▸ Exercise
Please copy every one of the items below word for word, leaving the pictures out of your answer.

▸ Raw data
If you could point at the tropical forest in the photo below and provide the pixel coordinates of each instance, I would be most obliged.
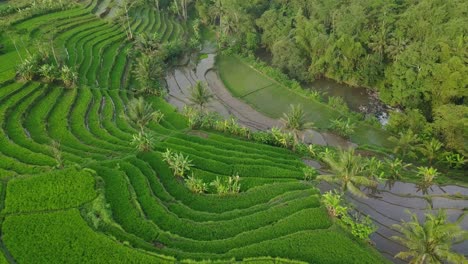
(234, 131)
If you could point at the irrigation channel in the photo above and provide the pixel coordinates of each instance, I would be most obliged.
(386, 205)
(358, 99)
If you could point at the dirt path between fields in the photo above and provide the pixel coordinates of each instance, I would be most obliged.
(180, 81)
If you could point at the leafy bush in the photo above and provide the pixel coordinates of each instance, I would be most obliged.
(333, 201)
(309, 173)
(196, 185)
(455, 160)
(231, 186)
(344, 127)
(142, 141)
(338, 103)
(179, 163)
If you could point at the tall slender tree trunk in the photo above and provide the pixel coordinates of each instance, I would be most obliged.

▸ Full output
If you could point at the tropical forest in the photo below and provide the pixel coordinates of each instance, I would be most obliged.
(234, 131)
If you could point at the irrigation channel in the photo above and provide the pixel coordinates of each instance, I would be most obliged.
(386, 205)
(358, 99)
If you could point at the dirt path between fields in the photo above and provide the pixel coordinates of each instance, I would be most obliged.
(180, 81)
If you could point at the leafy bush in the photo above and provide the pixel coordinates of each instance, I would be most obliged.
(333, 201)
(309, 173)
(196, 185)
(455, 160)
(231, 186)
(344, 127)
(142, 141)
(338, 103)
(179, 163)
If you could point at the tall slender tree trunk in the photo above and provide the pixel coordinates of each instance, I would be most obliged.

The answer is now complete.